[YOUR OBJECTIVE]
The response should be the complete listing below, unchanged.

[MATERIAL TO PROCESS]
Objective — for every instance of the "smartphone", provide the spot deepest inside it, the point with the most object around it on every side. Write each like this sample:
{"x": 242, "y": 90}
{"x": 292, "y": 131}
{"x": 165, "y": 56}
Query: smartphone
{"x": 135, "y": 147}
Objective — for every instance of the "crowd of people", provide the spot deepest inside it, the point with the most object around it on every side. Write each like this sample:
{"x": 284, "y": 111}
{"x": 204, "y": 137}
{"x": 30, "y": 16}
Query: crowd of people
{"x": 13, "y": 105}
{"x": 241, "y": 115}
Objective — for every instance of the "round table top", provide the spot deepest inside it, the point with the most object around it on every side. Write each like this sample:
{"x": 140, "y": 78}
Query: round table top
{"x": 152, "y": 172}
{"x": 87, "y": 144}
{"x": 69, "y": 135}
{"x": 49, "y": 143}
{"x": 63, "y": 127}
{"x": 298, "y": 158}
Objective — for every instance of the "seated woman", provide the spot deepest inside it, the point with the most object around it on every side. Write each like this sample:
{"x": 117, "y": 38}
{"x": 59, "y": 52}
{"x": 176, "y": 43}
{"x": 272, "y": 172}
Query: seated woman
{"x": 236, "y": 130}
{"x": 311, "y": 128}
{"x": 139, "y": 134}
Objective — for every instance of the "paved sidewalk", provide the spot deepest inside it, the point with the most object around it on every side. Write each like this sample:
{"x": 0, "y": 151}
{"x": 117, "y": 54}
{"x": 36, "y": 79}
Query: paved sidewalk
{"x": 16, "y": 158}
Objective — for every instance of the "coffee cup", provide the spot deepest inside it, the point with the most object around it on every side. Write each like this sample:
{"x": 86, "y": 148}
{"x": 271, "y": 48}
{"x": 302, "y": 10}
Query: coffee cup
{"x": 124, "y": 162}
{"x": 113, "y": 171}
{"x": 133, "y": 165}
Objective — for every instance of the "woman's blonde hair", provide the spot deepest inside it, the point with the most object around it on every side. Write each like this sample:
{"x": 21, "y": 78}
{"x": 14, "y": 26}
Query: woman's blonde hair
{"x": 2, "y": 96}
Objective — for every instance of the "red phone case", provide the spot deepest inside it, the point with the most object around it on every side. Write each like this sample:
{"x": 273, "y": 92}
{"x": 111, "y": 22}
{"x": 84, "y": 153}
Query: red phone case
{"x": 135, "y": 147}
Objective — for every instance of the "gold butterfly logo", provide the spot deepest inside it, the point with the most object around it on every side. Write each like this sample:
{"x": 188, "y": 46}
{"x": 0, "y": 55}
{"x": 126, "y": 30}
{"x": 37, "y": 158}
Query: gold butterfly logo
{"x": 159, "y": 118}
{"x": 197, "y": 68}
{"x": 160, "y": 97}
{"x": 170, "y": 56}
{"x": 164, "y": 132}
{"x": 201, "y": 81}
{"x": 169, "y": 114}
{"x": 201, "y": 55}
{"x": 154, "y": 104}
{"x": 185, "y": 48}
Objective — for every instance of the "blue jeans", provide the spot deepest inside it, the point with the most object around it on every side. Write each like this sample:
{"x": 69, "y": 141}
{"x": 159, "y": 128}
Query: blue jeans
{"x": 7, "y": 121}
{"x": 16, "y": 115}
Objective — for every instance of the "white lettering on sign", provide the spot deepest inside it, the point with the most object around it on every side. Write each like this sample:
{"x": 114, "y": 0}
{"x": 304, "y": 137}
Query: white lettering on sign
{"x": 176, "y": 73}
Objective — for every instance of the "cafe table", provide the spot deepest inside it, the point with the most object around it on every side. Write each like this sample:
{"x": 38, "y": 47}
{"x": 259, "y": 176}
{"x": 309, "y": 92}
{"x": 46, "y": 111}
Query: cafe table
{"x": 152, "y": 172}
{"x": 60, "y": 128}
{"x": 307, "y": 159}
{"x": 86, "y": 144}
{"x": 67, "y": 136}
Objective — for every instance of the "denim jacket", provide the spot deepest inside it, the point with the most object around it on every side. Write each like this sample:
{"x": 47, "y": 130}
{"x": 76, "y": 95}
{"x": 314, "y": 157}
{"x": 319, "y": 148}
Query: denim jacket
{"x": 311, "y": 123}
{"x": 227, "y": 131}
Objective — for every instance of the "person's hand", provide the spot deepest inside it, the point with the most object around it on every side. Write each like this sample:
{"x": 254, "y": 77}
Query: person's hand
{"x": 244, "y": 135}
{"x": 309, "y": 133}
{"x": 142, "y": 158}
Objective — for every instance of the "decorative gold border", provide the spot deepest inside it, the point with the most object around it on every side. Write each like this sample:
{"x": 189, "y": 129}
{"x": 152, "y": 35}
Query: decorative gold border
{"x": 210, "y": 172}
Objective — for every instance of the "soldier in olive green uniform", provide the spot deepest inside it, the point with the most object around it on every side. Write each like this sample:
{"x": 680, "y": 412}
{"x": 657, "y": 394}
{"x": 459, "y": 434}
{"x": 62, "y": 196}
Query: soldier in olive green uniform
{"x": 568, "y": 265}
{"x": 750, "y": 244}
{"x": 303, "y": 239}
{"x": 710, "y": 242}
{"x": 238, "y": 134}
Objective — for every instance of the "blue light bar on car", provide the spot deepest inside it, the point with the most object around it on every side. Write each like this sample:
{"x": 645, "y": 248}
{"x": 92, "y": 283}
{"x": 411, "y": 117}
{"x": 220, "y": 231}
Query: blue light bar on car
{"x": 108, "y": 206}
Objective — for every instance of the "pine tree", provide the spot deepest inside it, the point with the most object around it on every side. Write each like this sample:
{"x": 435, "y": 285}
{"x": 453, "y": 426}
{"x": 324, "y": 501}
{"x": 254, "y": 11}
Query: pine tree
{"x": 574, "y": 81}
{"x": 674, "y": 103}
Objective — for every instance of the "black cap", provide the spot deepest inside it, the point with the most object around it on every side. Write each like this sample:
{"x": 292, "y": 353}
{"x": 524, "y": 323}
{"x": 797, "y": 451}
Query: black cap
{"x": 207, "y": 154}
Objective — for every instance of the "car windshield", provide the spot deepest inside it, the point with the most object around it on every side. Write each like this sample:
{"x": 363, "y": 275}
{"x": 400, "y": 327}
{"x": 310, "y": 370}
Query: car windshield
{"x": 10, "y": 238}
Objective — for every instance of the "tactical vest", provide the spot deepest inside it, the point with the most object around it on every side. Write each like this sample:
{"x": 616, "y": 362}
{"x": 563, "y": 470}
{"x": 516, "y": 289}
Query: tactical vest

[EXERCISE OUTPUT]
Objective — for every instance of the "smartphone", provide the spot deepest inside it, the point with the most object around it on every side. Write each like this sample:
{"x": 242, "y": 90}
{"x": 292, "y": 131}
{"x": 165, "y": 56}
Query: smartphone
{"x": 135, "y": 147}
Objective — for every instance of the "crowd of people", provide the spot deepest inside it, the point with the most object around it on every side. Write each like this sample:
{"x": 284, "y": 111}
{"x": 204, "y": 137}
{"x": 30, "y": 16}
Query: crowd of people
{"x": 13, "y": 105}
{"x": 241, "y": 115}
Objective — for every instance of the "round table top", provide the spot deepest inside it, the point with the most object around it on every side. Write each like this sample:
{"x": 140, "y": 78}
Query: round table top
{"x": 152, "y": 172}
{"x": 87, "y": 144}
{"x": 69, "y": 135}
{"x": 49, "y": 143}
{"x": 63, "y": 127}
{"x": 298, "y": 158}
Objective — for every instance of the "seated woman", provide the spot deepest inside it, the point with the most object around it on every side. Write each like this sample:
{"x": 117, "y": 38}
{"x": 59, "y": 52}
{"x": 176, "y": 43}
{"x": 272, "y": 172}
Query: seated woman
{"x": 236, "y": 130}
{"x": 311, "y": 128}
{"x": 139, "y": 134}
Objective — for every instance of the "paved sidewalk", provide the spot deepest inside it, the point with the most object around it on every side. Write each like this sample:
{"x": 0, "y": 151}
{"x": 117, "y": 54}
{"x": 36, "y": 79}
Query: paved sidewalk
{"x": 16, "y": 158}
Objective — for every instance of the "coffee cup", provide the spot deepest inside it, the point with the most object around it on every side. Write each like this sample:
{"x": 86, "y": 148}
{"x": 271, "y": 48}
{"x": 302, "y": 10}
Query: coffee cup
{"x": 124, "y": 162}
{"x": 113, "y": 171}
{"x": 133, "y": 165}
Objective — for every instance of the "woman's blonde hair", provide the spot deepest inside it, the point with the most object around it on every side. Write each like this sample:
{"x": 21, "y": 78}
{"x": 14, "y": 26}
Query: woman's blonde hair
{"x": 2, "y": 96}
Objective — for every instance of the "red phone case", provide the spot deepest inside it, the point with the most object around it on every side. Write each like this sample:
{"x": 273, "y": 92}
{"x": 111, "y": 22}
{"x": 84, "y": 153}
Query: red phone case
{"x": 135, "y": 147}
Objective — for every instance of the "gold butterfly logo", provide the spot deepest inside it, the point with the most object around it on every side. Write each like this sample:
{"x": 188, "y": 46}
{"x": 0, "y": 55}
{"x": 126, "y": 30}
{"x": 37, "y": 158}
Query: gold butterfly logo
{"x": 159, "y": 118}
{"x": 197, "y": 68}
{"x": 160, "y": 97}
{"x": 170, "y": 56}
{"x": 164, "y": 132}
{"x": 201, "y": 81}
{"x": 169, "y": 114}
{"x": 201, "y": 55}
{"x": 154, "y": 104}
{"x": 185, "y": 48}
Objective — for every instance of the "blue jeans", provide the spot deepest inside it, the point with the most object around it on every side. Write each like this sample:
{"x": 69, "y": 141}
{"x": 159, "y": 128}
Query: blue jeans
{"x": 7, "y": 121}
{"x": 16, "y": 115}
Objective — for every instance of the "white lettering on sign", provide the spot deepest inside it, the point with the most object around it on every side. Write each like this sample:
{"x": 114, "y": 0}
{"x": 304, "y": 137}
Query: white lettering on sign
{"x": 176, "y": 73}
Objective — for every instance of the "cafe table", provide the spot deepest inside it, the point with the most object around it on every side. Write each like this sample:
{"x": 38, "y": 47}
{"x": 259, "y": 176}
{"x": 309, "y": 92}
{"x": 46, "y": 111}
Query: cafe table
{"x": 152, "y": 172}
{"x": 60, "y": 128}
{"x": 307, "y": 159}
{"x": 86, "y": 144}
{"x": 67, "y": 136}
Objective — for every instance of the "denim jacket", provide the spot deepest inside it, the point with the most object around it on every side. Write each like this sample:
{"x": 47, "y": 130}
{"x": 76, "y": 95}
{"x": 314, "y": 157}
{"x": 319, "y": 148}
Query: denim jacket
{"x": 311, "y": 123}
{"x": 227, "y": 131}
Objective — for every instance of the "person's hand", provide the spot deepest inside it, the point with the most object around it on every side. Write each like this sample:
{"x": 254, "y": 77}
Query: person's hand
{"x": 244, "y": 135}
{"x": 309, "y": 133}
{"x": 142, "y": 158}
Objective — for every instance of the "decorative gold border", provide the spot deepest inside it, the point with the most object around it on every side. Write each like this sample:
{"x": 189, "y": 129}
{"x": 152, "y": 35}
Query: decorative gold border
{"x": 210, "y": 172}
Objective — for every instance of the "soldier in olive green uniform", provide the spot deepest inside it, the point with the most object around it on every side. Write each like this sample:
{"x": 680, "y": 412}
{"x": 657, "y": 394}
{"x": 459, "y": 434}
{"x": 62, "y": 196}
Query: soldier in olive green uniform
{"x": 568, "y": 265}
{"x": 750, "y": 244}
{"x": 303, "y": 239}
{"x": 710, "y": 242}
{"x": 238, "y": 134}
Objective — for every instance of the "blue light bar on car", provide the spot deepest inside it, the point with the most object around it on every side. Write each like this sample:
{"x": 645, "y": 248}
{"x": 92, "y": 283}
{"x": 411, "y": 117}
{"x": 220, "y": 231}
Query: blue light bar on car
{"x": 108, "y": 206}
Objective — for every instance of the "pine tree", provide the spot deepest inside it, the point with the most object around it on every side. Write each like this sample:
{"x": 435, "y": 285}
{"x": 453, "y": 426}
{"x": 324, "y": 501}
{"x": 254, "y": 11}
Query: pine tree
{"x": 574, "y": 81}
{"x": 674, "y": 103}
Objective — for every instance of the "black cap", provide the spot deepest inside it, the point with the most object around it on every side. Write each like this sample:
{"x": 292, "y": 353}
{"x": 524, "y": 323}
{"x": 797, "y": 451}
Query: black cap
{"x": 207, "y": 154}
Objective — for every instance of the "car windshield", provide the spot deepest inside it, the point with the most object around it on every side. Write each like this sample:
{"x": 363, "y": 275}
{"x": 400, "y": 327}
{"x": 310, "y": 370}
Query: car windshield
{"x": 10, "y": 238}
Objective — for every instance of the "tactical vest", provide the spot deepest inside it, the point with the most object around it on every side. Write each like this sample:
{"x": 616, "y": 362}
{"x": 563, "y": 470}
{"x": 516, "y": 289}
Query: tactical vest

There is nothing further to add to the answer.